Opinion
Case No. 1:07-CV-829.
December 17, 2007
MEMORANDUM AND ORDER
Before the court is plaintiff Nicole Williams' ("Williams") motion for class action certification of her state law claim under the Ohio Minimum Fair Wage Standards Act, O.R.C. §§ 4111.01-99. (Doc. No. 26.) Because that act requires that individuals opt-in to collective actions, a provision directly at odds with the opt-out procedure of Rule 23 of the Federal Rules of Civil Procedure, the court denies Williams' motion.
I. Background
Williams is a former employee of defendants Le Chaperon Rouge and Le Chaperon Rouge Company (collectively "Le Chaperon Rouge"), the owners and operators of childcare centers and elementary schools in Northeastern Ohio. On March 20, 2007, Williams, on behalf of herself and all others similarly situated, filed her complaint in the Northern District of Ohio, Eastern Division, alleging that Le Chaperon Rouge violated the Fair Labor Standards Act ("FLSA"), 29 U.S.C. §§ 201-19 (2006), and the Ohio Minimum Fair Wage Standards Act, O.R.C. §§ 4111.01-99 ("OMFWSA"), by failing to compensate her and all other hourly, non-exempt employees for all hours worked. (Doc. No. 1.)
The parties incorrectly refer to this act as the Ohio Minimum Wage Act.
In her complaint, Williams pleaded facts alleging grounds for both a collective action under the FLSA and a class action under the OMFWSA. Two months after filing her complaint, she moved for conditional certification, expedited opt-in discovery, and court-supervised notice to potential opt-in plaintiffs on the FLSA claim, which the court granted on August 14, 2007. Shortly thereafter, Williams filed the instant motion to certify her OMFWSA claim as a class action under Rule 23 of the Federal Rules of Civil Procedure ("Rule 23"). (Doc. No. 26.)
II. Discussion
Under the OMFWSA, an employee may bring an action for equitable and monetary relief on behalf of "all similarly situated employees." O.R.C. § 4111.14(K). However,
No employee shall join as a party plaintiff in any civil action that is brought under division (K) of this section by an employee, person acting on behalf of an employee, or person acting on behalf of all similarly situated employees unless that employee first gives written consent to become such a party plaintiff and that consent is filed with the court in which the action is brought.

#### [Data supplied]
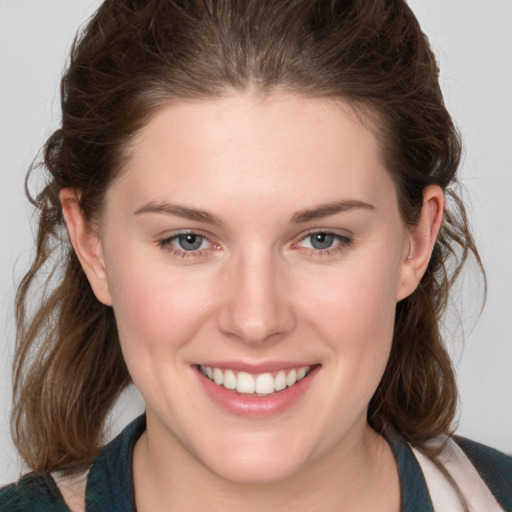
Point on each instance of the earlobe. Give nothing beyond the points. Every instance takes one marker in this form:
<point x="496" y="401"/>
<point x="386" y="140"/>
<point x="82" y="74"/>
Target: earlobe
<point x="86" y="243"/>
<point x="421" y="239"/>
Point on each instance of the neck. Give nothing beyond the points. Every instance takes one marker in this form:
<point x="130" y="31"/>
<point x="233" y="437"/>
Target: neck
<point x="358" y="475"/>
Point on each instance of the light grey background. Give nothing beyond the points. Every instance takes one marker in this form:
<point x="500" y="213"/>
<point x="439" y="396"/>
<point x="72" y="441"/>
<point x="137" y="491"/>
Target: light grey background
<point x="473" y="42"/>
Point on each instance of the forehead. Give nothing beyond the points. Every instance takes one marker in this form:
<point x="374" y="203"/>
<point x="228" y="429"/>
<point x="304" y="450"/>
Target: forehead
<point x="255" y="147"/>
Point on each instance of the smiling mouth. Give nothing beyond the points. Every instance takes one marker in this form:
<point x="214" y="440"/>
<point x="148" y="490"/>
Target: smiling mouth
<point x="261" y="384"/>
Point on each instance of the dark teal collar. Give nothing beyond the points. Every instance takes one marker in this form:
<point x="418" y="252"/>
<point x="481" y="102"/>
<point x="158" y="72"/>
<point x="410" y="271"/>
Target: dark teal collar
<point x="110" y="480"/>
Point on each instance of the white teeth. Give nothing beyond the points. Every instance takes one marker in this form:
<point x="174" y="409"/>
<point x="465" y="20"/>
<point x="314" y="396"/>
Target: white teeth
<point x="229" y="380"/>
<point x="245" y="383"/>
<point x="262" y="384"/>
<point x="291" y="378"/>
<point x="218" y="376"/>
<point x="280" y="382"/>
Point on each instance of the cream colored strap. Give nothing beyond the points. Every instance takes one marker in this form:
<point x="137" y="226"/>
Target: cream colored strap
<point x="444" y="498"/>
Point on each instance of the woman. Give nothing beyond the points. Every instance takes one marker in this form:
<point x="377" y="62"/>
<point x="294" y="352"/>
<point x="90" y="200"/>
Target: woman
<point x="260" y="217"/>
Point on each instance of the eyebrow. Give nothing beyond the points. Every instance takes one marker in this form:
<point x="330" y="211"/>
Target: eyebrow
<point x="179" y="211"/>
<point x="325" y="210"/>
<point x="319" y="212"/>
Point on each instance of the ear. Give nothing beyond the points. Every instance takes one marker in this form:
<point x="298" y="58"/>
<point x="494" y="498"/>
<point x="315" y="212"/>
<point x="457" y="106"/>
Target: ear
<point x="421" y="239"/>
<point x="87" y="244"/>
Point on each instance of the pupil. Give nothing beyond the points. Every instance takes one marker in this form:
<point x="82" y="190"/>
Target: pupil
<point x="321" y="240"/>
<point x="190" y="242"/>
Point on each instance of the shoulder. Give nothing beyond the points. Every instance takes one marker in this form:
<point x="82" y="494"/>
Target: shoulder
<point x="34" y="492"/>
<point x="493" y="466"/>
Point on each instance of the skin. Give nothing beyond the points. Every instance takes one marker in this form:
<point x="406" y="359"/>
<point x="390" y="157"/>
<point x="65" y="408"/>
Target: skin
<point x="256" y="291"/>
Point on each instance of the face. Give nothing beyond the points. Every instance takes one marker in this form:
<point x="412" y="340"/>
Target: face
<point x="257" y="241"/>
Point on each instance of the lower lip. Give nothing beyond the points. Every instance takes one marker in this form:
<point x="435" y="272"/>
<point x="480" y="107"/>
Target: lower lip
<point x="252" y="406"/>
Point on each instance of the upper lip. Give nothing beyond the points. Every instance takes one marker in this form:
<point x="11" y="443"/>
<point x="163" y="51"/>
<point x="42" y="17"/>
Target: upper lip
<point x="256" y="368"/>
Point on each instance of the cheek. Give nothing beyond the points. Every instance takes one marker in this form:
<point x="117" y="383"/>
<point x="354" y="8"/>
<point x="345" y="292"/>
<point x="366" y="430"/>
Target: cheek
<point x="156" y="309"/>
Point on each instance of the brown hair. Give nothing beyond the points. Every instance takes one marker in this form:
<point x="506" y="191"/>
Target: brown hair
<point x="131" y="59"/>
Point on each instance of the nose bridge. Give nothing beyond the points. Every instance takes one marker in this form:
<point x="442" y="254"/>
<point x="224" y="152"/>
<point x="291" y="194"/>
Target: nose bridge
<point x="254" y="309"/>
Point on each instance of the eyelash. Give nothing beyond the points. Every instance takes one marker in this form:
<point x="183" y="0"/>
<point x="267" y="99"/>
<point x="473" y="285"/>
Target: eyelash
<point x="343" y="242"/>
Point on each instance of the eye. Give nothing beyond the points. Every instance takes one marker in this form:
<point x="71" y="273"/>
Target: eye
<point x="321" y="241"/>
<point x="189" y="241"/>
<point x="189" y="244"/>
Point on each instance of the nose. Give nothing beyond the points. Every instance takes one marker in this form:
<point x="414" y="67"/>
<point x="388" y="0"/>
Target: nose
<point x="256" y="305"/>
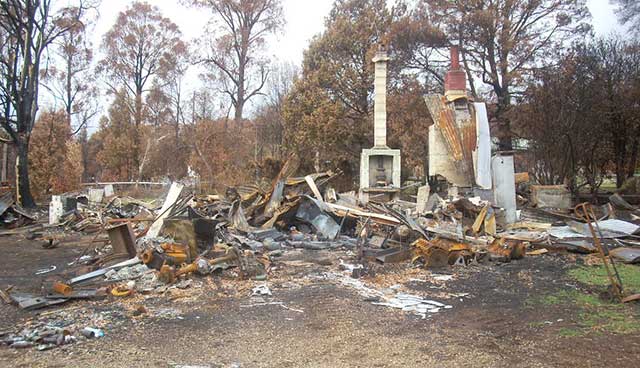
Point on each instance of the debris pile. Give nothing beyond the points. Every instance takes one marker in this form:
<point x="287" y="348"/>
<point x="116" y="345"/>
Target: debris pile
<point x="140" y="248"/>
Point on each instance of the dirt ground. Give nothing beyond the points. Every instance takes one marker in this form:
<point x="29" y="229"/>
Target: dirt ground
<point x="310" y="320"/>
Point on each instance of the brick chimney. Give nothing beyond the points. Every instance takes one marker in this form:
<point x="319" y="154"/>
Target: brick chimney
<point x="380" y="98"/>
<point x="455" y="82"/>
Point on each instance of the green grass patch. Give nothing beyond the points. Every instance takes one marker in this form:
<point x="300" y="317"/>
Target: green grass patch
<point x="594" y="315"/>
<point x="570" y="332"/>
<point x="597" y="276"/>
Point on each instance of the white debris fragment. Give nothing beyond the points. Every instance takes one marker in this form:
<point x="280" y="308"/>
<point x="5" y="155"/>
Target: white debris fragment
<point x="407" y="302"/>
<point x="261" y="289"/>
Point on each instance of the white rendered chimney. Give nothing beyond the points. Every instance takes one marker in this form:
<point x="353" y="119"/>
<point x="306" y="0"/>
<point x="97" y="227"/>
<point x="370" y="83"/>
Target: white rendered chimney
<point x="380" y="98"/>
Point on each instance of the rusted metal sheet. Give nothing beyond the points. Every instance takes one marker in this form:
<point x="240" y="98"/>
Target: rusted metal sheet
<point x="459" y="134"/>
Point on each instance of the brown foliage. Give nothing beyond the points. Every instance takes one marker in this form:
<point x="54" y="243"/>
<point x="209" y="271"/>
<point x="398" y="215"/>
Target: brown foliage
<point x="55" y="159"/>
<point x="502" y="41"/>
<point x="234" y="55"/>
<point x="222" y="156"/>
<point x="141" y="46"/>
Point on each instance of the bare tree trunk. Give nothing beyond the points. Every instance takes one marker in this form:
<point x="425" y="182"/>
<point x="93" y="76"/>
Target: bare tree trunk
<point x="136" y="132"/>
<point x="23" y="189"/>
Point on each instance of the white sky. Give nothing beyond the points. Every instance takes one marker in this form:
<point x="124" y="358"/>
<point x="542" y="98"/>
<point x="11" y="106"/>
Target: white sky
<point x="304" y="19"/>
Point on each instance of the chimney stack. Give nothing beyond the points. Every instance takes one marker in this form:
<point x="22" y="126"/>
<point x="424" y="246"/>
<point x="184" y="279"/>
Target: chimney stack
<point x="380" y="98"/>
<point x="455" y="82"/>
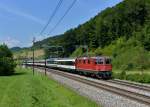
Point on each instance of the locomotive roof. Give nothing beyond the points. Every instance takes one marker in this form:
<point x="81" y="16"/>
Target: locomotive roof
<point x="65" y="59"/>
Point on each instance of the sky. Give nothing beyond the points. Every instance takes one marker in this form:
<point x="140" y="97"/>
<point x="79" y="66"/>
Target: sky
<point x="21" y="20"/>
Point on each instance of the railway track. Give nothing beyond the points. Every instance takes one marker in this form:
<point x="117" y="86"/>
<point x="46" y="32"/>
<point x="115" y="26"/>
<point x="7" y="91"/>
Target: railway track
<point x="144" y="99"/>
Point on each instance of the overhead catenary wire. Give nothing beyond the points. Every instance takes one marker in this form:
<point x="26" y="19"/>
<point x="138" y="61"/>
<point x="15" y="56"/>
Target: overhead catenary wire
<point x="69" y="8"/>
<point x="52" y="16"/>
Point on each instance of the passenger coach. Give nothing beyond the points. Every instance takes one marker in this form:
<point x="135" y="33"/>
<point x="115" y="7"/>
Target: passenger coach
<point x="100" y="67"/>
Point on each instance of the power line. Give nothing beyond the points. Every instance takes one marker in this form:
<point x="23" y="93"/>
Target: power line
<point x="51" y="17"/>
<point x="69" y="8"/>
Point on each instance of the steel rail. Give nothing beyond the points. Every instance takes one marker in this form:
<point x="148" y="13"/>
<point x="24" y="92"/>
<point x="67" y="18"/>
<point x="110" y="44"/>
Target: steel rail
<point x="122" y="92"/>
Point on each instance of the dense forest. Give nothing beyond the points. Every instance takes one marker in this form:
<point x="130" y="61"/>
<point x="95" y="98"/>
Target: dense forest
<point x="122" y="32"/>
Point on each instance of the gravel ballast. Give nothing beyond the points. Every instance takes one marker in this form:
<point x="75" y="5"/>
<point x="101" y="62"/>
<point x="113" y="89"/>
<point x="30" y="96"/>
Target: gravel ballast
<point x="102" y="97"/>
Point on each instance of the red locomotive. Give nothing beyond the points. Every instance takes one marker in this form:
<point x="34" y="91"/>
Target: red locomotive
<point x="100" y="67"/>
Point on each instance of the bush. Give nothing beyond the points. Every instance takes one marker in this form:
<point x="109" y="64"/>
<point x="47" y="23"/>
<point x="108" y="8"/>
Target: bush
<point x="7" y="63"/>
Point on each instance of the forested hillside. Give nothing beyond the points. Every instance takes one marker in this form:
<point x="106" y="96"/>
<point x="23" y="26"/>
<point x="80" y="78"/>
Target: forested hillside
<point x="122" y="32"/>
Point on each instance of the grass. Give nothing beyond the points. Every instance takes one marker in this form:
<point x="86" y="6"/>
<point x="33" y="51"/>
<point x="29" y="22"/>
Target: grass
<point x="39" y="53"/>
<point x="25" y="90"/>
<point x="136" y="76"/>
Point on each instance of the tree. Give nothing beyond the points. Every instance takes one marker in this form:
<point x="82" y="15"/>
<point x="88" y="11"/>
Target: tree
<point x="7" y="63"/>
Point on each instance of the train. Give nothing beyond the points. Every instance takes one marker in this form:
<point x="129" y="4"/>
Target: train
<point x="99" y="66"/>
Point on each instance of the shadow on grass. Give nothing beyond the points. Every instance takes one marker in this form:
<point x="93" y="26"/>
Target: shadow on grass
<point x="14" y="74"/>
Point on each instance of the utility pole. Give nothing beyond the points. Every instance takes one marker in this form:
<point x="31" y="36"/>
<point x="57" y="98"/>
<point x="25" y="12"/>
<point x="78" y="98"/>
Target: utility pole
<point x="33" y="53"/>
<point x="45" y="66"/>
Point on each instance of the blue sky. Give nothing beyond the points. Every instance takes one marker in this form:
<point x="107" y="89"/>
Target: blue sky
<point x="21" y="20"/>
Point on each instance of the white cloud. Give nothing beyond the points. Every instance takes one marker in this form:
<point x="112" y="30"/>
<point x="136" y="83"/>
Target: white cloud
<point x="22" y="14"/>
<point x="10" y="42"/>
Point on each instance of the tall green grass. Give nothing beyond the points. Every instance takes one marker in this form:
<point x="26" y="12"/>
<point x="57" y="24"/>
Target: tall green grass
<point x="25" y="90"/>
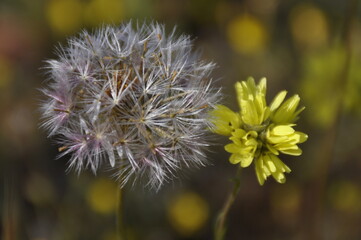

#### [The problem]
Carry on the memorandum and order on Williams' class certification motion, starting after its last sentence.

#### [Result]
O.R.C. § 4111.14(K)(2). This provision requires that prospective plaintiffs affirmatively opt-in to any collective action brought under the OMFWSA. In spite of this opt-in provision, Williams seeks class action certification of her OMFWSA claim under Rule 23, which takes an opt-out approach to class actions. Specifically, under Rule 23, class members are bound by the judgment of the court unless they affirmatively opt-out of the class. Fed.R.Civ.P. 23(c)(2)(B), (c)(3). In contrast, under an opt-in approach, only those plaintiffs who affirmatively opt-in are bound by the court's judgment. Given the apparent conflict between these approaches, the court must determine how the opt-in approach under § 4111.14(K)(2) bears on the instant motion for class action certification under Rule 23.
Though controlling, neither party referenced this statute in its brief.
Since § 4111.14 became effective on April 4, 2007, no court has interpreted it. See 2005 Ohio HB 690. The FLSA, however, contains a similar provision that has been interpreted by the federal courts. Specifically, the FLSA provides that an action to recover for violations of its provisions:
may be maintained . . . by any one or more employees for and in behalf of himself or themselves and other employees similarly situated. No employee shall be a party plaintiff to any such action unless he gives his consent in writing to become such a party and such consent is filed in the court in which such action is brought.29 U.S.C. § 216(b) (emphasis added). Federal courts, including the Sixth Circuit, have interpreted this language to mean that a prospective plaintiff must affirmatively opt-in to a collective action brought under the FLSA, thus precluding a plaintiff from asserting an FLSA claim as a traditional Rule 23 class action. See, e.g., Hoffman-La Roche, Inc. v. Sperling, 493 U.S. 165, 173 (1989) (the FLSA limits private "plaintiffs to employees who assert claims in their own right"); Comer v. Wal-Mart Stores, Inc., 454 F.3d 544, 546 (6th Cir. 2006); De Asencio v. Tyson Foods, Inc., 342 F.3d 301, 306 (3d Cir. 2003); Hipp v. Liberty Nat'l Life Insurance Co., 252 F.3d 1208, 1216 (11th Cir. 2001). Accordingly, this court must now determine what consideration and weight to give to the federal courts' interpretation of the FLSA when interpreting § 4111.14(K)(2) of the OMFWSA.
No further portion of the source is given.